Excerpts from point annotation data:
§ §
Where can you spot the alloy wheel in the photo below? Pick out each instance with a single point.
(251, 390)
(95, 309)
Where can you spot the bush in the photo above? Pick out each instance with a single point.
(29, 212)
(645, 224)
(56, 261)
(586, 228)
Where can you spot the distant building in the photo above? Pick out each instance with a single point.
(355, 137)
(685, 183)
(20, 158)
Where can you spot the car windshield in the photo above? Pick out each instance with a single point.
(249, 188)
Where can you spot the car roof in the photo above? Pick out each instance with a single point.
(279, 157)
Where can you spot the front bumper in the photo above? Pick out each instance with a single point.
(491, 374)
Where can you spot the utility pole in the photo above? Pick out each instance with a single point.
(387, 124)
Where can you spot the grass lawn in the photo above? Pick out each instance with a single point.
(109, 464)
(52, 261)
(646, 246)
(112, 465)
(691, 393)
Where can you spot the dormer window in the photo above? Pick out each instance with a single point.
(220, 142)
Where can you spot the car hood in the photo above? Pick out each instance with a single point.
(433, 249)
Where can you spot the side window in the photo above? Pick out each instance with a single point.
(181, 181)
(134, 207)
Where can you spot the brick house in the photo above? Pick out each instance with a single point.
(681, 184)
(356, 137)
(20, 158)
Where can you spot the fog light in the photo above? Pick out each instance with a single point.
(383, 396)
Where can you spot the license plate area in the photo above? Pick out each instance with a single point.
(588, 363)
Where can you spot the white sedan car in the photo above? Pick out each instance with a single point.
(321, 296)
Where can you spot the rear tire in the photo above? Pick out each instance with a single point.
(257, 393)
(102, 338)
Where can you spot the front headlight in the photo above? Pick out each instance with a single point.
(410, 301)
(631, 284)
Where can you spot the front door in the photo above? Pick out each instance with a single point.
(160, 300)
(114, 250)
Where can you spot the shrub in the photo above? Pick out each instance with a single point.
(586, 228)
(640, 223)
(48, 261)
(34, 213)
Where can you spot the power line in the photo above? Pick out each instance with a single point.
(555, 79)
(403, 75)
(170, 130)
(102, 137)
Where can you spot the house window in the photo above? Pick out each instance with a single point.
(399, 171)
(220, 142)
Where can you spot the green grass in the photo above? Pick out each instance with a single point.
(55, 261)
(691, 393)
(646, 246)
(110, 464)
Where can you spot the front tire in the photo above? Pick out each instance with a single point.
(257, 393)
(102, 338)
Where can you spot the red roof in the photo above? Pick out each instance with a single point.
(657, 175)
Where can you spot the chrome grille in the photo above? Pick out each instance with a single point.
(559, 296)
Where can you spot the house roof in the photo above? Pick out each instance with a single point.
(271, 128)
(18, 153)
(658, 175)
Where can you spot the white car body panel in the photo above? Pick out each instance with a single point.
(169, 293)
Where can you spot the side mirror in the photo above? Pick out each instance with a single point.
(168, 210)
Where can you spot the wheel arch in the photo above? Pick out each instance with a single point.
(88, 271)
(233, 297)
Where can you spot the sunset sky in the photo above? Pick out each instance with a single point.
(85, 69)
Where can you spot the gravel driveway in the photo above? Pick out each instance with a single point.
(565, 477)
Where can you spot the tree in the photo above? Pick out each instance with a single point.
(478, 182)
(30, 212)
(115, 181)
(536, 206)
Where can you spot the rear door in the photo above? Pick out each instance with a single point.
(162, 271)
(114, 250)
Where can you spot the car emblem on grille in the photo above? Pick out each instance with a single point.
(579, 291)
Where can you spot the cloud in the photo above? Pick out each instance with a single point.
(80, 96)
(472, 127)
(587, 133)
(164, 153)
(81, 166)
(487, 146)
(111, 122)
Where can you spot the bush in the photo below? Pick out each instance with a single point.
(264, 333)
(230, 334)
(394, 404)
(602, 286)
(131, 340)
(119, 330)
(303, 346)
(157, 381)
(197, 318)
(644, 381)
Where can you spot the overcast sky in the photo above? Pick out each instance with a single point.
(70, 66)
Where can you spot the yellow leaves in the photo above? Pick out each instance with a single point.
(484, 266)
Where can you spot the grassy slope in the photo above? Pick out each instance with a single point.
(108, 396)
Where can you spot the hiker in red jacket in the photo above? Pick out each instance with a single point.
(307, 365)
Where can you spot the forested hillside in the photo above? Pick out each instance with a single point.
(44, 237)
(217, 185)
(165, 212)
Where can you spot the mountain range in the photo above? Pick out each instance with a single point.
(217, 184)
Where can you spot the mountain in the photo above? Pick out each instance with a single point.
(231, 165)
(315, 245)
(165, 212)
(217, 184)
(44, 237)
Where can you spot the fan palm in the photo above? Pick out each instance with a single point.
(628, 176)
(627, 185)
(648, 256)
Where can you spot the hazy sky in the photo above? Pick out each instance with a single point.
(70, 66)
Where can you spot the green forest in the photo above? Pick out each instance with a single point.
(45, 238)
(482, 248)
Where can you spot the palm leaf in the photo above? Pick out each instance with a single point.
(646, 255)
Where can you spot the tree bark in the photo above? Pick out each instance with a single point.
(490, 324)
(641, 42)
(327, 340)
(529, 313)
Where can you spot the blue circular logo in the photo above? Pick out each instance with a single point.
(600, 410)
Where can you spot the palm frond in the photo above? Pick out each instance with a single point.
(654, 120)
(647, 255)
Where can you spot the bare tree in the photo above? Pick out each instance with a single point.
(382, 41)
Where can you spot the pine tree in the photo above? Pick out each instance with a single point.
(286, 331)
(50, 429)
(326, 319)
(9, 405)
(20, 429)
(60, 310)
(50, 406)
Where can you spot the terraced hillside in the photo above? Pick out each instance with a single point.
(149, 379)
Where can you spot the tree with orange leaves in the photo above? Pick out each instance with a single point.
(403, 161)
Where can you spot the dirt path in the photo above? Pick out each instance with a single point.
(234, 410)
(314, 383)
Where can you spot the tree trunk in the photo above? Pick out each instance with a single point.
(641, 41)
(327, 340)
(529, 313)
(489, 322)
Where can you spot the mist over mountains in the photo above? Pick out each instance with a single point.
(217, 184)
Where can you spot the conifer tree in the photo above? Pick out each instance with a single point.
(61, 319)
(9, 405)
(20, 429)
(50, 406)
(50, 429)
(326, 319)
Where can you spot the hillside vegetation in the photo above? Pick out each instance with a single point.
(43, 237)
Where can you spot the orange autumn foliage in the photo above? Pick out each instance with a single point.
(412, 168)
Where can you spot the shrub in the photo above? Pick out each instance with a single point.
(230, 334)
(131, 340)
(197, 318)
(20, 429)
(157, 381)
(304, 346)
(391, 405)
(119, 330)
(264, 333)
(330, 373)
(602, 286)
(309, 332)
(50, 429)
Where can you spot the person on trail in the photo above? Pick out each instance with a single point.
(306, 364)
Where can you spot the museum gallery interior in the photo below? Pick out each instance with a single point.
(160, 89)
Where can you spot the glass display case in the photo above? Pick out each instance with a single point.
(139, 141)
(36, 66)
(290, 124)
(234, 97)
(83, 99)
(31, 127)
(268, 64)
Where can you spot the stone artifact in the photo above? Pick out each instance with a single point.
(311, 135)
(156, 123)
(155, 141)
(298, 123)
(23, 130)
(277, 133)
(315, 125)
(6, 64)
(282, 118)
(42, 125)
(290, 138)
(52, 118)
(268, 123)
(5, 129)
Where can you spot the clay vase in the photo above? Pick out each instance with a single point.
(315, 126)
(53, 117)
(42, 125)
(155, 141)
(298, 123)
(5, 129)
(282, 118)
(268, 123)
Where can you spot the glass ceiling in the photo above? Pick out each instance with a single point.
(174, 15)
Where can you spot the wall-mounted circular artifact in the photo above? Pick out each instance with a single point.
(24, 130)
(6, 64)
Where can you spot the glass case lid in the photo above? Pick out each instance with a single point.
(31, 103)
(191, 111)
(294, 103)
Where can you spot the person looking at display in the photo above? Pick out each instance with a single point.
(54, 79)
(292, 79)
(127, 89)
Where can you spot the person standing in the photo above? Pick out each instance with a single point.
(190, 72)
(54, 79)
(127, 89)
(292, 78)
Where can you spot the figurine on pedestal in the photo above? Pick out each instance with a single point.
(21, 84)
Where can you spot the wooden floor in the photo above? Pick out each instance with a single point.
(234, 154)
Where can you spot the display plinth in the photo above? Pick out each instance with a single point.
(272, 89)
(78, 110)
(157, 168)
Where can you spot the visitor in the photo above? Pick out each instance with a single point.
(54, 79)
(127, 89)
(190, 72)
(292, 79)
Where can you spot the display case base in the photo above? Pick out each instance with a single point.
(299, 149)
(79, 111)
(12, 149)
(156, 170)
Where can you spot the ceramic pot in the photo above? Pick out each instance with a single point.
§ §
--- WRITTEN EXERCISE ---
Repeat exactly, and only, the lines from the line containing "Where can you spot the figurine" through the last line of the records above, both included.

--- RESPONSE ---
Where can you spot the figurine on pedestal in the photo above? Pick out each instance with a single point.
(21, 84)
Where can you spot the wooden floor in the photo above? Pick out each instance with a single point.
(234, 154)
Where can you spot the display plinth in the photo above? Pick out each instance with a single point.
(272, 89)
(78, 110)
(157, 168)
Where can you spot the visitor in the photo above? Pick out each instance with a single point.
(54, 79)
(127, 89)
(190, 72)
(292, 79)
Where can you spot the display case base in the photo above? Pick out each instance with a single point.
(299, 149)
(79, 111)
(12, 149)
(156, 170)
Where can you spot the ceramic pot in the photo above? Pick out each instance with a single point.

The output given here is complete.